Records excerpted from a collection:
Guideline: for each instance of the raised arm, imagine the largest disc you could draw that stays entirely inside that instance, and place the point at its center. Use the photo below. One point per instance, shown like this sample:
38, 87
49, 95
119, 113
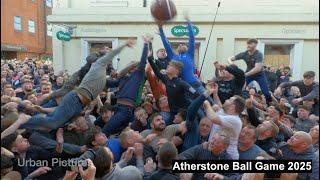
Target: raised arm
314, 94
143, 60
107, 58
165, 41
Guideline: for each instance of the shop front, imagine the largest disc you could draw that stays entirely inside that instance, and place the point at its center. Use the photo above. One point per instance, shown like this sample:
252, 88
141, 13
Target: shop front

To do: Look over the records. Copy the lines that include the word "largest".

Response area:
Guideline: for each instance of the raised arm, imagine the largest disc you could draw that stays entirely inside that instance, and place the point at its center. Use the photo below. One point per instance, shown like this sample:
Guideline: for each instance of the shop front, imagine the largest disc you could draw that stays entirely inside that instance, and place the point at its center. Use the photo above. One point per instance, shown like this sample:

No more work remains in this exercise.